Extracted records
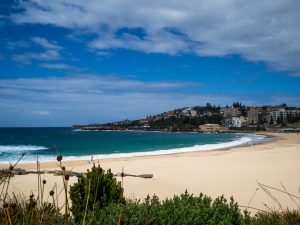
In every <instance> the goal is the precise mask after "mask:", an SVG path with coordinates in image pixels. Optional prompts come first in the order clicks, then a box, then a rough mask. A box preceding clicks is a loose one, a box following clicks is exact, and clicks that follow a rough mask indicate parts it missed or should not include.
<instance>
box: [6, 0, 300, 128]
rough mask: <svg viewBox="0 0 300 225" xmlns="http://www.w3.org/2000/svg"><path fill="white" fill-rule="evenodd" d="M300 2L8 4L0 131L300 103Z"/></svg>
mask: <svg viewBox="0 0 300 225" xmlns="http://www.w3.org/2000/svg"><path fill="white" fill-rule="evenodd" d="M299 11H300V2H299V1H296V0H294V1H292V0H275V1H269V0H260V1H258V0H253V1H246V0H239V1H237V0H222V1H218V0H201V1H199V0H191V1H177V0H172V1H158V0H153V1H140V0H126V1H124V0H109V1H108V0H105V1H101V2H100V1H97V0H87V1H79V0H60V1H59V0H53V1H38V0H27V1H21V0H14V1H13V0H11V1H9V0H4V1H1V2H0V68H1V71H0V126H69V125H72V124H78V123H94V122H108V121H114V120H122V119H127V118H128V119H138V118H143V117H145V116H147V115H149V114H157V113H160V112H163V111H166V110H170V109H173V108H177V107H184V106H194V105H203V104H206V102H210V103H212V104H215V105H226V104H231V103H232V102H235V101H241V102H242V103H244V104H247V105H264V104H281V103H287V104H288V105H298V106H299V105H300V104H299V103H300V91H299V87H300V29H299V28H300V27H299V24H300V16H299Z"/></svg>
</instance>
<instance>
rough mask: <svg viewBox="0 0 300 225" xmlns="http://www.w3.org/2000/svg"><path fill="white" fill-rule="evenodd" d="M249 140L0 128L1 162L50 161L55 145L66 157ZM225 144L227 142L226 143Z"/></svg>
mask: <svg viewBox="0 0 300 225" xmlns="http://www.w3.org/2000/svg"><path fill="white" fill-rule="evenodd" d="M249 141H251V138H250V137H244V136H243V135H241V134H199V133H168V132H145V131H77V130H73V129H72V128H0V163H1V162H2V163H4V162H5V163H7V162H9V161H11V162H13V161H15V160H17V159H18V157H19V156H20V155H21V154H22V153H23V152H26V156H25V158H24V159H23V161H25V162H27V161H36V158H37V156H39V159H41V160H42V161H52V160H55V158H56V155H57V153H56V150H55V147H54V145H56V146H57V149H58V150H59V153H60V154H62V155H63V157H64V158H65V159H88V158H90V157H91V156H92V155H93V156H94V158H100V159H101V158H113V157H124V156H135V155H157V154H169V153H175V152H186V151H195V150H203V151H204V150H212V149H217V148H221V147H228V146H233V145H238V144H242V143H245V142H249ZM227 145H228V146H227Z"/></svg>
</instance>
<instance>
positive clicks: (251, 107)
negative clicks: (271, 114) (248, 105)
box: [247, 107, 261, 124]
mask: <svg viewBox="0 0 300 225" xmlns="http://www.w3.org/2000/svg"><path fill="white" fill-rule="evenodd" d="M260 112H261V108H259V107H251V108H250V109H249V110H248V114H247V115H248V117H247V121H248V123H249V124H258V116H259V113H260Z"/></svg>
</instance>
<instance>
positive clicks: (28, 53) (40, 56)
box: [12, 50, 61, 64]
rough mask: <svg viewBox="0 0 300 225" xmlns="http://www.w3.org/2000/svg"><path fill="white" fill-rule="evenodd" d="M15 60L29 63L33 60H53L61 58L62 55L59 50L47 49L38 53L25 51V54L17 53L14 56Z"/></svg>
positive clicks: (23, 62) (51, 60)
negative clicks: (61, 55)
mask: <svg viewBox="0 0 300 225" xmlns="http://www.w3.org/2000/svg"><path fill="white" fill-rule="evenodd" d="M12 59H13V60H14V61H17V62H20V63H24V64H29V63H31V61H32V60H39V61H53V60H58V59H61V55H60V53H59V52H58V51H57V50H47V51H44V52H40V53H36V52H25V53H23V54H16V55H13V56H12Z"/></svg>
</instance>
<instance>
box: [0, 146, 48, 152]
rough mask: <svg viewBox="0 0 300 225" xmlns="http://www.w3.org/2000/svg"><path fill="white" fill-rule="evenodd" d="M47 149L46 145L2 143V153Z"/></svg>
mask: <svg viewBox="0 0 300 225" xmlns="http://www.w3.org/2000/svg"><path fill="white" fill-rule="evenodd" d="M46 149H48V148H46V147H44V146H35V145H0V153H10V152H27V151H38V150H46Z"/></svg>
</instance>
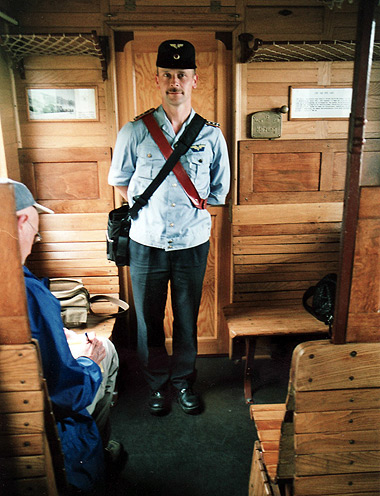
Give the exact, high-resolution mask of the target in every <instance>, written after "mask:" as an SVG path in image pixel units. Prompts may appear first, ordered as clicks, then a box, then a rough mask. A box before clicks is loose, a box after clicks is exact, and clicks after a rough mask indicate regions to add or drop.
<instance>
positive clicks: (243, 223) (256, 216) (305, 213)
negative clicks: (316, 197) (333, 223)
mask: <svg viewBox="0 0 380 496" xmlns="http://www.w3.org/2000/svg"><path fill="white" fill-rule="evenodd" d="M342 214H343V204H342V203H304V204H302V203H300V204H289V205H243V206H240V205H237V206H234V207H233V209H232V215H233V223H234V224H237V225H240V224H242V225H244V224H289V223H290V224H297V223H304V222H340V221H341V220H342Z"/></svg>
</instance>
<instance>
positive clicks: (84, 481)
mask: <svg viewBox="0 0 380 496" xmlns="http://www.w3.org/2000/svg"><path fill="white" fill-rule="evenodd" d="M0 182H1V183H10V184H12V185H13V189H14V194H15V200H16V215H17V228H18V239H19V246H20V255H21V262H22V264H23V272H24V281H25V289H26V297H27V304H28V316H29V324H30V330H31V334H32V337H33V338H34V339H37V340H38V343H39V347H40V351H41V359H42V367H43V372H44V377H45V379H46V382H47V387H48V391H49V396H50V399H51V401H52V404H53V409H54V414H55V420H56V422H57V429H58V434H59V437H60V440H61V446H62V451H63V455H64V460H65V470H66V477H67V481H68V483H69V486H70V491H71V492H72V494H73V495H74V494H91V495H95V494H99V495H100V494H104V491H105V486H104V484H105V477H106V476H108V477H114V476H115V475H116V470H120V469H121V468H122V467H123V465H124V463H125V461H126V453H125V451H124V449H123V447H122V445H121V444H120V443H118V442H116V441H113V440H111V441H110V440H109V437H110V424H109V413H110V407H111V400H112V393H113V391H114V388H115V383H116V376H117V371H118V367H119V358H118V356H117V352H116V350H115V347H114V345H113V344H112V343H111V342H110V341H109V340H108V339H105V338H104V339H102V338H100V339H98V338H97V337H96V336H95V335H90V334H89V335H88V337H85V336H84V335H83V339H82V342H81V343H78V344H77V346H76V354H75V357H74V356H73V354H72V352H71V351H70V347H69V343H68V338H69V334H70V331H68V330H67V329H64V327H63V322H62V318H61V306H60V303H59V301H58V300H57V299H56V298H55V297H54V296H53V294H52V293H51V292H50V291H49V289H48V287H47V280H46V279H43V280H42V279H38V278H37V277H36V276H34V275H33V274H32V272H30V270H29V269H28V268H27V267H25V265H24V263H25V261H26V259H27V257H28V256H29V254H30V253H31V251H32V246H33V244H34V243H35V242H37V241H40V240H41V236H40V234H39V232H38V227H39V213H53V211H52V210H50V209H48V208H47V207H44V206H43V205H40V204H39V203H36V201H35V200H34V198H33V196H32V194H31V192H30V191H29V189H28V188H27V187H26V186H25V185H24V184H22V183H20V182H17V181H12V180H10V179H7V178H0ZM71 333H74V332H73V331H71ZM78 339H80V338H79V336H76V340H77V341H78ZM102 369H103V371H102ZM106 471H107V472H108V473H106ZM71 492H70V494H71Z"/></svg>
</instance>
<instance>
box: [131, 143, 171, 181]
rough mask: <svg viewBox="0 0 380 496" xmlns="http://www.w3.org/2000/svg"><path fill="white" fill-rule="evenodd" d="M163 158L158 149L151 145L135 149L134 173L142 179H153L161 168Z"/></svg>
mask: <svg viewBox="0 0 380 496" xmlns="http://www.w3.org/2000/svg"><path fill="white" fill-rule="evenodd" d="M164 163H165V160H164V158H163V156H162V154H161V152H160V150H158V149H156V148H154V147H151V146H140V147H138V149H137V160H136V175H137V176H138V177H140V178H142V179H154V178H155V177H156V176H157V174H158V173H159V172H160V170H161V169H162V166H163V165H164Z"/></svg>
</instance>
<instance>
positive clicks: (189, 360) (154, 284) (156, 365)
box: [130, 240, 209, 391]
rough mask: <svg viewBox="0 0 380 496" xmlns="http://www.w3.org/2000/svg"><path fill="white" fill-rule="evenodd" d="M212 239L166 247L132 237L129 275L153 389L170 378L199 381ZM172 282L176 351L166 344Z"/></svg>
mask: <svg viewBox="0 0 380 496" xmlns="http://www.w3.org/2000/svg"><path fill="white" fill-rule="evenodd" d="M208 251H209V241H207V242H206V243H204V244H202V245H199V246H196V247H195V248H189V249H186V250H175V251H165V250H161V249H158V248H151V247H149V246H144V245H141V244H139V243H136V242H134V241H132V240H131V241H130V273H131V280H132V288H133V298H134V303H135V308H136V315H137V328H138V329H137V332H138V336H137V352H138V356H139V359H140V363H141V366H142V369H143V371H144V374H145V377H146V380H147V382H148V384H149V386H150V388H151V390H153V391H156V390H159V389H163V388H164V387H165V386H166V385H167V384H168V382H169V381H170V382H171V383H172V384H173V386H174V387H175V388H177V389H182V388H186V387H191V385H192V384H193V382H194V380H195V373H196V370H195V360H196V355H197V320H198V311H199V305H200V301H201V296H202V285H203V279H204V274H205V270H206V264H207V256H208ZM169 282H170V293H171V302H172V309H173V354H172V356H171V357H170V356H169V355H168V353H167V351H166V348H165V333H164V326H163V321H164V317H165V306H166V299H167V294H168V283H169Z"/></svg>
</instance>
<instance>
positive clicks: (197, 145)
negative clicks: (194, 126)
mask: <svg viewBox="0 0 380 496" xmlns="http://www.w3.org/2000/svg"><path fill="white" fill-rule="evenodd" d="M205 148H206V145H192V146H191V147H190V150H191V151H193V152H204V151H205Z"/></svg>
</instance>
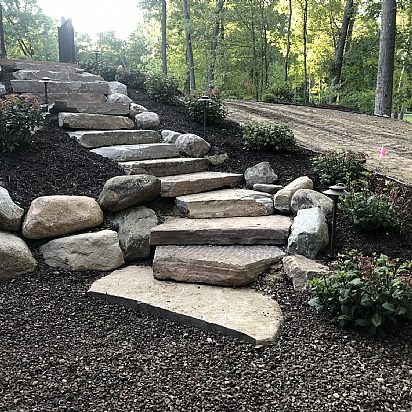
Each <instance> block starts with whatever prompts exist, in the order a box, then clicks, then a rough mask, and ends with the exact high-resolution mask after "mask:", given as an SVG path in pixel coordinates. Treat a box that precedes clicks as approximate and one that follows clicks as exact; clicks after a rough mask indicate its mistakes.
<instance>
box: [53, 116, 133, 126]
mask: <svg viewBox="0 0 412 412" xmlns="http://www.w3.org/2000/svg"><path fill="white" fill-rule="evenodd" d="M59 126H60V127H63V128H65V129H87V130H90V129H91V130H116V129H133V127H134V123H133V121H132V120H131V119H129V118H128V117H123V116H109V115H105V114H88V113H59Z"/></svg>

◆ **TO DO**
Pictures are to be left out while the lines from the beginning of the records through the line with "box: [6, 0, 300, 128]" are copied word for word.

◆ **OUTPUT**
In every <instance> the goal is the precise mask after "mask:", an SVG path with coordinates in image pixels. Optional prompts come first in the order clicks, then a box, then a rough mask. A box preceding clicks is a loose one, a box following clicks is exact, and clicks that follow a rough mask indicate parts it missed or should not include.
<instance>
box: [6, 0, 300, 128]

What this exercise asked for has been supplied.